■ Directions ■
Please rewrite the items from the line containing "target: rooftop" through the end of the items, swapping "instance" for "object" and leaving everything else unchanged.

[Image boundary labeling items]
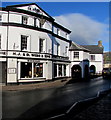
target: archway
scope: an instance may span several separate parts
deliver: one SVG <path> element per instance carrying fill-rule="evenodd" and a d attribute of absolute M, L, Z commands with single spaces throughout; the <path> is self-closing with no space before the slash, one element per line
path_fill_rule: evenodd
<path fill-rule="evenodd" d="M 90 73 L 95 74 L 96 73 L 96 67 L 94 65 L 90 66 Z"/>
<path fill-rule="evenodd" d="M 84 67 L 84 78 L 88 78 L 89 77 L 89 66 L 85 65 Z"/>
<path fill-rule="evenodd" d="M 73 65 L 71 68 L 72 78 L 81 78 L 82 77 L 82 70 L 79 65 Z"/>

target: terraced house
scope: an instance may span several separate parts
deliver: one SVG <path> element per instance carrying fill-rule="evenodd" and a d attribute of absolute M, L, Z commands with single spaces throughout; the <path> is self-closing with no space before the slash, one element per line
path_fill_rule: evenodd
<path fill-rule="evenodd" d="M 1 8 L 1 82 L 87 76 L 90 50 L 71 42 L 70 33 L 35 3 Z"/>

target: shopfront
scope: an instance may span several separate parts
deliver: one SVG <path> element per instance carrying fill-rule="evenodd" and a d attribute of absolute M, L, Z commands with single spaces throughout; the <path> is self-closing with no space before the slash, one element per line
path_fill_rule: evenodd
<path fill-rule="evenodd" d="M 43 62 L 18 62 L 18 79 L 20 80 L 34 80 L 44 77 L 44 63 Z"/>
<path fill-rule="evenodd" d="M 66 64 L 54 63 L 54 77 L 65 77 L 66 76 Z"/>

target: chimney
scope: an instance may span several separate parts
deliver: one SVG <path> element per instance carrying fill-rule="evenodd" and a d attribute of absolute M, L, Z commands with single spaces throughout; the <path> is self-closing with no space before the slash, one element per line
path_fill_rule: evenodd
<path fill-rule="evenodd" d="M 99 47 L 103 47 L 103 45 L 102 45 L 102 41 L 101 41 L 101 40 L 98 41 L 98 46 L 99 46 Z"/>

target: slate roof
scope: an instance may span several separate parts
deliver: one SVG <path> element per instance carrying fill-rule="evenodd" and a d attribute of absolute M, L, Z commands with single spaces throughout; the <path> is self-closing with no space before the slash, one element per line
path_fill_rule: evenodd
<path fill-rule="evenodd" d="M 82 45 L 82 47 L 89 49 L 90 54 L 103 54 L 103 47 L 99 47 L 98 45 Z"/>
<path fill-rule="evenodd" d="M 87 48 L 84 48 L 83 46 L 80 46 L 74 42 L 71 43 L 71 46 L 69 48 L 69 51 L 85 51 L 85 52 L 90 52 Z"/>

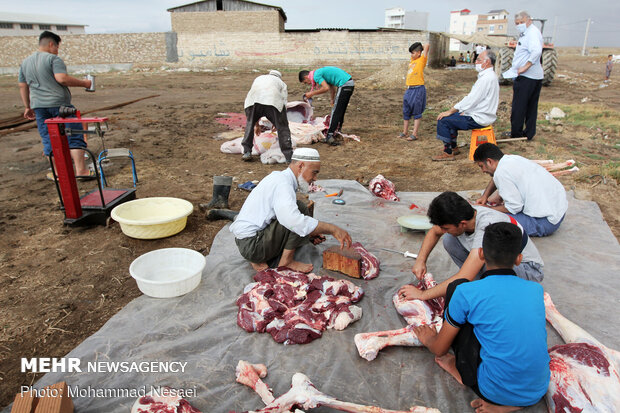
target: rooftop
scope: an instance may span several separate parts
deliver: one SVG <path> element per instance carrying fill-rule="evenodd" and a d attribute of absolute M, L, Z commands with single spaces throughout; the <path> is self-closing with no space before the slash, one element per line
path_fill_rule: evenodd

■ Full output ■
target: rooftop
scope: an object may span several separate parts
deliver: one SVG <path> element per object carrying fill-rule="evenodd" and a d attribute of absolute M, L, Z commands with single spaces throughout; the <path> is self-closing with no space before the slash, one element per line
path_fill_rule: evenodd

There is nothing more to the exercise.